§ **TEXT TO READ**
**********

Re: Fallback to UTF-8 from olivier Thereaux on 2008-05-05 (www-validator@w3.org from May 2008)

From: olivier Thereaux <ot@w3.org>
Date: Mon, 5 May 2008 10:21:12 +0900
To: Andreas Prilop <prilop2008@trashmail.net>
Cc: www-validator@w3.org
Message-Id: <0B923BB8-F23E-4BE6-AC6B-7EAA9100D7D5@w3.org>

On 2-May-08, at 11:09 PM, Andreas Prilop wrote:
> With UTF-8 or Windows-1252 assumed, the W3C validator simply gives up
> and does nothing
>
>   "Sorry! This document can not be checked."
>
> when it finds some byte (or byte sequence) that it cannot
> interpret as Windows-1252 or UTF-8.

Which is why the validator was patched to try latin-1, after utf-8 and  
win-1252.  Can you give it a look?

http://qa-dev.w3.org/wmvs/HEAD/

> The W3C validator just reports "non SGML character number ...",
> which is still better than to sit there and to do nothing.

**********

§ **SUPPLIED RECORDS**
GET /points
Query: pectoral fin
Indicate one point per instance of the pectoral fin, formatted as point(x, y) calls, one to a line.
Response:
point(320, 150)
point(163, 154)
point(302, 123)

**********

§ **REQUIREMENTS**
#1 Name every header field that appears in the header block of the mailing-list message.
#2 Rewrite the entries shown above, changing "pectoral fin" to "dorsal fin" wherever it occurs and leaving everything else as it is.

§ **EXERCISE ANSWERS**
#1 From, Date, To, Cc, Message-Id

#2
GET /points
Query: dorsal fin
Indicate one point per instance of the dorsal fin, formatted as point(x, y) calls, one to a line.
Response:
point(320, 150)
point(163, 154)
point(302, 123)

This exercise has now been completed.